- The task -
Name each R function that is called in the four lines of import code in the reshaping data thread.

Re: [R] reshaping data

Mia Bengtsson Fri, 21 May 2010 03:40:49 -0700

Thank you Dennis and Henrique for your help!

Both solutions work! I just need to find a way of removing the empty "cells" 
from the final "long" dataframe since they are not NAs.


Maybe there is an easier way of doing this of the data is not treated as a 
dataframe? The original data file that is derived from another program (mothur) 
is a textfile with the following format:

red \t A,B,C
green \t D
blue \t E,F

The first column "species" is separated from the "sequences"(A, B, C...) with 
tab, and then the "sequences" are separated from each other with commas.

I imported into R as what I thought was a dataframe using:

test1<-readLines("path/test")
test2<-gsub(pattern= "\t", otu, replacement=",")
test3<-textConnection(test2)
test.df<-read.csv(test3, header=F)

Should I rather have imported it as something else if I want to reshape it into 
a list as described previously?

Thanks a million!

/ Mia Bengtsson


On May 21, 2010, at 2:15 AM, Dennis Murphy wrote:

> Hi:
> 
> 
> On Thu, May 20, 2010 at 10:13 AM, Mia Bengtsson <mia.bengts...@bio.uib.no> 
> wrote:
> Hello,
> 
> I am a relatively new R-user who has a lot to learn. I have a large dataset 
> that is in the following dataframe format:
> 
> red             A       B       C
> green   D
> blue    E       F
> 
> This isn't a data frame in R - if it were, it would have NA (or at least ""/"

- Entries -
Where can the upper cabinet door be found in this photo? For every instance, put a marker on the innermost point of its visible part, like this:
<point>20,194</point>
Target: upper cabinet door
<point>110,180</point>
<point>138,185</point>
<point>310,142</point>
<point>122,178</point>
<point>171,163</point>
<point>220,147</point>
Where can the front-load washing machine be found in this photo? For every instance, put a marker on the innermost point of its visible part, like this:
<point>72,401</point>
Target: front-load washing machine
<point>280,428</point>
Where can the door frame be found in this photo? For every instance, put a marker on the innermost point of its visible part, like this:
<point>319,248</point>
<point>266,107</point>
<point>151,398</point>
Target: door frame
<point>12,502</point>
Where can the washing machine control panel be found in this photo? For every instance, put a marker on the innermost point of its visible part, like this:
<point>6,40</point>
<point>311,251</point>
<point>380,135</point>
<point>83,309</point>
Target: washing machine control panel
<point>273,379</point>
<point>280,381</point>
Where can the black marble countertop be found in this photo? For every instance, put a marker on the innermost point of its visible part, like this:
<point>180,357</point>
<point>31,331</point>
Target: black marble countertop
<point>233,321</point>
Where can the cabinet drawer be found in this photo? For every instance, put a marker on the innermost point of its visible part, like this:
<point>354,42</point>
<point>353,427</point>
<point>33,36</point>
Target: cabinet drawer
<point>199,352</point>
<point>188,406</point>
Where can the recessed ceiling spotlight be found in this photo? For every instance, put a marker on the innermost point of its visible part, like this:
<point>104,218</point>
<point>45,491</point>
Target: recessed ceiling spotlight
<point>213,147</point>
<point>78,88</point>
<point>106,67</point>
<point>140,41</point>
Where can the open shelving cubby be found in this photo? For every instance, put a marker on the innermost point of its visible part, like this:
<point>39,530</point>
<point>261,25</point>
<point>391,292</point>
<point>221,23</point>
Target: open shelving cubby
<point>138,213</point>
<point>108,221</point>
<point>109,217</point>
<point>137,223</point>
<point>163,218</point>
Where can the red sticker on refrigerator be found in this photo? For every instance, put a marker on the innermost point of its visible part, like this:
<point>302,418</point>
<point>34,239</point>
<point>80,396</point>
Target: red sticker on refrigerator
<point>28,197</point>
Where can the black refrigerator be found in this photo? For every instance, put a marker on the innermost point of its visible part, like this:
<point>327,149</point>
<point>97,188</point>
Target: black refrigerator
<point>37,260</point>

- Response to the exercise -
readLines, gsub, textConnection, read.csv